**Rows taken from a segmentation dataset:**

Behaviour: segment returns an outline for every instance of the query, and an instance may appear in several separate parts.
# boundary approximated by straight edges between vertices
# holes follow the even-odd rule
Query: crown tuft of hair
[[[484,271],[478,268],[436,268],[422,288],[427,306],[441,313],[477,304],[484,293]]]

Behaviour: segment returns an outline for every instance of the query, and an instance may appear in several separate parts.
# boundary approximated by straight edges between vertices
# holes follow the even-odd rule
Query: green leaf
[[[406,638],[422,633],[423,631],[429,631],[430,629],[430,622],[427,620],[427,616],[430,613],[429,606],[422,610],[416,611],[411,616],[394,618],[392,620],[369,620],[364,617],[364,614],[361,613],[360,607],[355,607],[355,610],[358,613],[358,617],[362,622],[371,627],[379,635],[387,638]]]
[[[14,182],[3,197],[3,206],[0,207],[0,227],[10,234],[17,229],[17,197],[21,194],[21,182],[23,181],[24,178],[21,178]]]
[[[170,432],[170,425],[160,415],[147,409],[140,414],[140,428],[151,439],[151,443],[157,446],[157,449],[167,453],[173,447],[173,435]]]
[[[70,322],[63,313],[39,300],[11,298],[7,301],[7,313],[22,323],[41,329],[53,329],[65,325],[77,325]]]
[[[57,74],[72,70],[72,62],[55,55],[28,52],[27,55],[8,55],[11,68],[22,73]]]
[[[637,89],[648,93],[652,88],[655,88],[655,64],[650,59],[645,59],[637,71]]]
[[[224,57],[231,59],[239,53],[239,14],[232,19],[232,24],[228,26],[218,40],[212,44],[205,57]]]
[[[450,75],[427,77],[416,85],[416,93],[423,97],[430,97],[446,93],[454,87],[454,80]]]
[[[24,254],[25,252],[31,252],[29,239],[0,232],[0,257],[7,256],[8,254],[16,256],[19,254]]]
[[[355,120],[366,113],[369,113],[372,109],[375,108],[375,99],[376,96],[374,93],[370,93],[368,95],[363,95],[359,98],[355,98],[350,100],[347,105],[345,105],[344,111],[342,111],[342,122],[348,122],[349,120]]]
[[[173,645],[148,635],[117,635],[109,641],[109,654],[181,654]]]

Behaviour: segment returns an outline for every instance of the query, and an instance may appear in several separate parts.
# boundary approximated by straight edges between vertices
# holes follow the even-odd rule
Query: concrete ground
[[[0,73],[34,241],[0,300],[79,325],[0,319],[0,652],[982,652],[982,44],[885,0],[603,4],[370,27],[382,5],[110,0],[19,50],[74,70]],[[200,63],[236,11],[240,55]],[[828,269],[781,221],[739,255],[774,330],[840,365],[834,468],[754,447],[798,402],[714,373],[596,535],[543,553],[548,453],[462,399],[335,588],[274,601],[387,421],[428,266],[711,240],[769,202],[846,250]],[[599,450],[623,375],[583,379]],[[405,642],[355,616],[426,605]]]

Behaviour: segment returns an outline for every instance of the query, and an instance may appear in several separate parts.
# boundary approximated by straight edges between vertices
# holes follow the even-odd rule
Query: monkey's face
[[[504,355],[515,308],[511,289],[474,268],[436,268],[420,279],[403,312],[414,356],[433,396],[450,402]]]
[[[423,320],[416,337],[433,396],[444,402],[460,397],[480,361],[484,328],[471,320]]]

**Given problem:** Copy all of the records above line for line, changing nothing.

**Correct result:**
Behaviour: segment returns an outline for every instance of the query, and an instance may appear in several separate parts.
# boundary approximated by straight edges between vertices
# holes follow the even-odd rule
Query: crown tuft of hair
[[[484,271],[478,268],[436,268],[422,288],[427,306],[441,313],[477,304],[484,293]]]

Behaviour: segment returns an outline for every instance of the query, and an instance may appear in several separate parts.
# boundary approximated by straight edges between vertices
# holes follow the even-odd rule
Query: green leaf
[[[406,638],[422,633],[423,631],[429,631],[430,629],[430,622],[427,620],[427,616],[430,613],[429,606],[422,610],[416,611],[411,616],[394,618],[392,620],[369,620],[364,617],[364,614],[361,613],[360,607],[355,607],[355,610],[358,613],[358,617],[362,622],[371,627],[379,635],[387,638]]]
[[[14,182],[3,197],[3,206],[0,207],[0,227],[10,234],[17,229],[17,197],[21,194],[21,182],[23,181],[24,178],[21,178]]]
[[[170,432],[170,425],[160,415],[147,409],[140,414],[140,428],[151,439],[151,443],[157,446],[157,449],[167,453],[173,447],[173,435]]]
[[[70,322],[63,313],[39,300],[11,298],[7,301],[7,313],[22,323],[41,329],[53,329],[65,325],[77,325]]]
[[[57,74],[72,70],[72,62],[55,55],[28,52],[27,55],[8,55],[11,68],[22,73]]]
[[[637,89],[648,93],[652,88],[655,88],[655,64],[650,59],[645,59],[637,71]]]
[[[224,57],[231,59],[239,53],[239,14],[232,19],[232,24],[228,26],[218,40],[212,44],[205,57]]]
[[[450,75],[427,77],[416,85],[416,93],[423,97],[430,97],[446,93],[454,87],[454,80]]]
[[[24,254],[25,252],[31,252],[29,239],[0,232],[0,257],[7,256],[8,254],[16,256],[19,254]]]
[[[355,120],[366,113],[369,113],[372,109],[375,108],[375,99],[376,96],[374,93],[370,93],[368,95],[363,95],[359,98],[355,98],[350,100],[347,105],[345,105],[344,111],[342,111],[342,122],[348,122],[349,120]]]
[[[173,645],[148,635],[117,635],[109,641],[109,654],[181,654]]]

Behaviour: segment returns an outline for every instance of the query, and an instance may appear in several separate parts.
# boundary approximated by straight edges between vertices
# holes follow the even-odd rule
Query: concrete ground
[[[0,73],[34,241],[0,300],[79,325],[0,319],[0,652],[982,652],[982,44],[885,0],[603,4],[370,27],[382,5],[110,0],[19,50],[74,70]],[[200,63],[236,11],[240,55]],[[828,269],[781,221],[739,255],[774,330],[840,365],[834,468],[754,447],[798,402],[714,373],[596,535],[543,553],[548,453],[462,399],[335,588],[274,601],[387,421],[428,266],[711,240],[769,202],[846,250]],[[599,450],[623,375],[583,379]],[[405,642],[355,616],[426,605]]]

Behaviour: segment returns an outline for every instance of the query, and an instance may appear in several separate parts.
# boundary approximated by straight edges between vertices
# holes follow the even-odd rule
Query: monkey's face
[[[504,355],[515,308],[511,289],[474,268],[436,268],[420,279],[403,312],[414,356],[433,396],[450,402]]]
[[[423,320],[416,337],[433,396],[444,402],[460,397],[480,361],[484,328],[471,320]]]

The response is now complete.